__Trecho selecionado__

——

“Você busca por conhecimento e sabedoria, como um dia eu fiz; e eu ardentemente espero que a gratificação de seus desejos não sejam uma serpente a morder você como a minha foi.”
Frankenstein
Um dos aspectos mais peculiares do ser humano está em sua capacidade de compreender a natureza e explicar a realidade. Tal capacidade nos distanciou significativamente dos outros animais, fazendo de nós capazes de criar coisas que até séculos ou décadas atrás teriam sido impensáveis. Estas inovações e descobertas surgem de forma cada vez mais rápida, ficando difícil para o homem comum acompanhar e compreender a evolução da ciência. Talvez por isso a capacidade de ciência de criar vida, seja a partir do que é vivo (clonagem, células-tronco) ou até a partir daquilo que não é (inteligência artificial), nos faz temer pelo que o futuro nos reserva. Poderemos um dia descobrir os mecanismos de produção da vida e vencer a morte? Conseguiremos criar vida a nosso bel prazer, seja para nossas necessidades ou apenas porque podemos? E mais importante, isso é certo?
A intenção e vontade da humanidade de “brincar de deus” não é nova e sempre causou tanto fascinação quanto medo. Mas aquilo que no passado eram preocupações apenas da literatura ou do cinema são questões éticas reais nos dias de hoje. Talvez por isso tais temas deveriam ser muito mais relevantes hoje do que em qualquer outra época. E é por isso que Frankenstein até hoje pode ser considerada uma história atual.
Frankenstein ou O Moderno Prometeu, criação de Mary Shelley, esposa de Percy Bysshe Shelley, grande nome do romantismo e influenciador do ultrarromantismo brasileiro (que tinha como um dos principais representantes Álvares de Azevedo), é um livro publicado pela primeira vez em 1818 e que conta a história de Victor Frankenstein, um estudante de ciências naturais que, obcecado surgimento da vida, desvenda os segredos da criação e constrói em laboratório seu próprio ser vivo, criado artificialmente. Quando o monstro acaba escapando do laboratório e chegando à cidade, causa pânico nos seus habitantes.

——

Registros de anotação de coordenadas:
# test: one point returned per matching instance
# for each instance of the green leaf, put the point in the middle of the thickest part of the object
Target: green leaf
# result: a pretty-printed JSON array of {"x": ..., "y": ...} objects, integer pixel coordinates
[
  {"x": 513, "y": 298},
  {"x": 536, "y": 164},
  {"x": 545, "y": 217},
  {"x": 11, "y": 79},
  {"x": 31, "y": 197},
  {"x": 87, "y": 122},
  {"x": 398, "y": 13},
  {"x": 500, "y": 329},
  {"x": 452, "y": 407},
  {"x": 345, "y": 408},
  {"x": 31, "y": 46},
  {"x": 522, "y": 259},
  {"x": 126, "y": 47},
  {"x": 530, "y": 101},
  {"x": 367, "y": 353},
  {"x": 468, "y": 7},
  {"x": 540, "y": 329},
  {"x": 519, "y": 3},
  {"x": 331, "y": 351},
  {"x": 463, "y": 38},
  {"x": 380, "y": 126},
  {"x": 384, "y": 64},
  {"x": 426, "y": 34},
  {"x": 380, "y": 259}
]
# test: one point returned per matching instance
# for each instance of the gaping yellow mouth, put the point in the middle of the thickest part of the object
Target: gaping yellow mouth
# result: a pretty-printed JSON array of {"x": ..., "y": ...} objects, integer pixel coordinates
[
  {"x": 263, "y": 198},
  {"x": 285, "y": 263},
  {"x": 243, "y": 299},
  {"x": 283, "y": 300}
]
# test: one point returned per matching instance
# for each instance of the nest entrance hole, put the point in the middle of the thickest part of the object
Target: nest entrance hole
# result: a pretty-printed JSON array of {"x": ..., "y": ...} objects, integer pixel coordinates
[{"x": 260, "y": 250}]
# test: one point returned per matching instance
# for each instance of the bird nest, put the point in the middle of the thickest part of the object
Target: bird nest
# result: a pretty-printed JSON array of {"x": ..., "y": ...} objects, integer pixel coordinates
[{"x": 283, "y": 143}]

——

__As tarefas__
• 1. Segundo o trecho, em que ano Frankenstein foi publicado pela primeira vez?
• 2. Devolva todas as linhas dos registros que contêm a palavra "hole", diferenciando maiúsculas de minúsculas.
O trecho e os registros não têm nenhuma relação entre si.

__Resultados do exercício__
• 1. Em 1818.

• 2.
# for each instance of the nest entrance hole, put the point in the middle of the thickest part of the object
Target: nest entrance hole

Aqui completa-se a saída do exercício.